_WORK TO COMPLETE:_
1. In the essay below about rediscovering landscapes, what was the weather like on the writer's first trip to Seattle?
2. Put this sentence from the essay below about rediscovering landscapes into Spanish: "I moved there the following year."
3. Pick up the essay below about rediscovering landscapes after its final sentence and write what comes next.

_SELECTED EXCERPT:_
━━━━━━━━━━

I grew up in the Mojave Desert. Never really thought it was much to look at, but lots of places to ride dirt bikes and drive Jeeps.

In my mid 20's I went to Seattle for the 1st time and fell in love with all those mountains, lakes and evergreen trees. It was summer, sunny and in the mid 80's. Not typical Seattle.

I moved there the following year. Soon I began to take the greenery for granted. Then I went back to the desert. WOW!

How did I miss all the things there were to see there? The beauty of it all. Where did all those browns and reds and yellows come from. I just remembered all the sage brush, tumble weeds, Santa Anna winds and brown dirt everywhere.

I went east and saw all of those rolling hills, oaks and maples. When fall came around I was stunned. I had no idea the variety of coloring. Old farms and buildings, the historical sites. WOW! Then came the snow! Even that can be a wonder not just a pain in the rear.

━━━━━━━━━━

_LISTED ENTRIES:_
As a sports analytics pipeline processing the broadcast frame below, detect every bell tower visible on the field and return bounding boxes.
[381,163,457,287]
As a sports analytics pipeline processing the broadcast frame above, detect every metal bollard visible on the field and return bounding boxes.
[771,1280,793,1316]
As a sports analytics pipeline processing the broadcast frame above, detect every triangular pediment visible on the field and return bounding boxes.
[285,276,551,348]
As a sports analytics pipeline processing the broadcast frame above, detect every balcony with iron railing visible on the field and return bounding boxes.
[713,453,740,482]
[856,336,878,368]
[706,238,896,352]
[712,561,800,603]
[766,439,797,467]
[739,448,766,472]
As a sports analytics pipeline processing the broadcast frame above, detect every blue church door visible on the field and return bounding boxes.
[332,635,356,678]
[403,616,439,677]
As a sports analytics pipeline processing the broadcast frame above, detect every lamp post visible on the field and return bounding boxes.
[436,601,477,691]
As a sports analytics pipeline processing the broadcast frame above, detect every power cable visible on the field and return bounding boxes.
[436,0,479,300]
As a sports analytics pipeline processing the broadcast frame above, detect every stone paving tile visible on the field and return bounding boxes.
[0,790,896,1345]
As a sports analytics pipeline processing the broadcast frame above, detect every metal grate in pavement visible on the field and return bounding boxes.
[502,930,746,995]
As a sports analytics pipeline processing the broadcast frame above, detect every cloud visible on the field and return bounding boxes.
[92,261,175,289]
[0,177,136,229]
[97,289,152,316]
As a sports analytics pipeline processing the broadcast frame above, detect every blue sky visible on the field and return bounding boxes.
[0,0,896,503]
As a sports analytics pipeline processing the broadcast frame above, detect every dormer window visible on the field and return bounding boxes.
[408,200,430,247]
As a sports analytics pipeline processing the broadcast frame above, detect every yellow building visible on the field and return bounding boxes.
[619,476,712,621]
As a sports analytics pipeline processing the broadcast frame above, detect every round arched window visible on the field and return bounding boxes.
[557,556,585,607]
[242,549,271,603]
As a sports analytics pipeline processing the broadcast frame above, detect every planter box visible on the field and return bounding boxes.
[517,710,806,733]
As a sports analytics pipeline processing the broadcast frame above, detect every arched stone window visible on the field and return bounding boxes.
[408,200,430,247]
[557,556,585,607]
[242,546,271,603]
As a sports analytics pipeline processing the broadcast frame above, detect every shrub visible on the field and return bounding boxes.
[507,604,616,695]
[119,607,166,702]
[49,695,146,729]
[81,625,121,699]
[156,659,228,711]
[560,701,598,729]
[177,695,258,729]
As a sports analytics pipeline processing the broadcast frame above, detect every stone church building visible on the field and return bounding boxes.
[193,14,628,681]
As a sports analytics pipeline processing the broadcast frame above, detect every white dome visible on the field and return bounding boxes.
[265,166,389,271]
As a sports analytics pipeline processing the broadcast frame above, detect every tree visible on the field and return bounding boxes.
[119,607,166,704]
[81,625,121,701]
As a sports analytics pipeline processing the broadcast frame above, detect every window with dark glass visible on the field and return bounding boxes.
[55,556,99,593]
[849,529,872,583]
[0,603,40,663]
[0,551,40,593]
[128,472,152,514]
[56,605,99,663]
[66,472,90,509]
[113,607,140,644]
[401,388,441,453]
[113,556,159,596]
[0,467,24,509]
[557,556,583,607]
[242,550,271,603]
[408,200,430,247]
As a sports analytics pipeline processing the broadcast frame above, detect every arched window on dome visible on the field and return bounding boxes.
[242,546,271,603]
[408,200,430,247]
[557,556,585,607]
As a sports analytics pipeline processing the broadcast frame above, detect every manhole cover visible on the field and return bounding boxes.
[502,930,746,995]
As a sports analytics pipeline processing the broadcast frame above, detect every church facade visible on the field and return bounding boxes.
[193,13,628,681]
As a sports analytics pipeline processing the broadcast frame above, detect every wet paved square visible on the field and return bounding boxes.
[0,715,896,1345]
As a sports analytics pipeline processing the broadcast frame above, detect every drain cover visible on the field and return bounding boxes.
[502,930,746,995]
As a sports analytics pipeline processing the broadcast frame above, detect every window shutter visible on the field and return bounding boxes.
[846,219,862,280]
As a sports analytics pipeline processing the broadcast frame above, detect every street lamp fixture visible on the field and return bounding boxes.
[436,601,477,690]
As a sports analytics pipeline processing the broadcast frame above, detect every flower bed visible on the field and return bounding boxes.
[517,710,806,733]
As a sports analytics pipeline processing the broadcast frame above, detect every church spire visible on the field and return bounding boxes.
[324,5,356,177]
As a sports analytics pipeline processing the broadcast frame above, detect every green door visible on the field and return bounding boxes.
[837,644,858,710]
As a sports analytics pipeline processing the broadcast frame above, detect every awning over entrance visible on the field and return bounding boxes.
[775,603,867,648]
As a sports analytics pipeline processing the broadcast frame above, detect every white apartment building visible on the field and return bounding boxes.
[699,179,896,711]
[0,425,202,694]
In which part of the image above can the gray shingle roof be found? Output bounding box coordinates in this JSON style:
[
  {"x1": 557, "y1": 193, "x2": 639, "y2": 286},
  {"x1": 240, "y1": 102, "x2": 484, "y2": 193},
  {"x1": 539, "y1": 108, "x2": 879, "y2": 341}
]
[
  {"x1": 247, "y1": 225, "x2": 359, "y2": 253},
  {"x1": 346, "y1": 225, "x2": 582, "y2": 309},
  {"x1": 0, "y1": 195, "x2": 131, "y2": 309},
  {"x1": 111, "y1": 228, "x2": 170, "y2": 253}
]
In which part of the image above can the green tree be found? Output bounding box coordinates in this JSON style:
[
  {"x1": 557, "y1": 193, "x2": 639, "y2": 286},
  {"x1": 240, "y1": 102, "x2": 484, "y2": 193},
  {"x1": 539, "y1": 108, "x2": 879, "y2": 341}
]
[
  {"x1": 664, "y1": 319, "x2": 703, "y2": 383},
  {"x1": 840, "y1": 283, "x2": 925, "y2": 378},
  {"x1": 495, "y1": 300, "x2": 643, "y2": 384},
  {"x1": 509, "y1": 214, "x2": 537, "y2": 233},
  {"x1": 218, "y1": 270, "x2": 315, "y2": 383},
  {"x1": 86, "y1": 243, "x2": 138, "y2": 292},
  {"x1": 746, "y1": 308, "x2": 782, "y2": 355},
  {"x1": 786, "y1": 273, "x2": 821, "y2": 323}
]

━━━━━━━━━━

_RESPONSES PER TASK:_
1. It was summer, sunny and in the mid 80's.

2. Me mudé allí al año siguiente.

3.
I went back to Seattle. I had forgotten how stunning it was the first time I saw it.

Ever been to Montana? Big Sky indeed! Takes a long time in any vehicle to cross that state.

Point is, it's all beautiful when things come into perspective.

But to really enjoy the drive, you have to lose the 3 day weekend camping trip mentality. If you don't, you miss the show right outside the window. The Grand Canyon becomes an obstacle rather than a wonder.

Just my two cents, which wont even buy a gumball anymore.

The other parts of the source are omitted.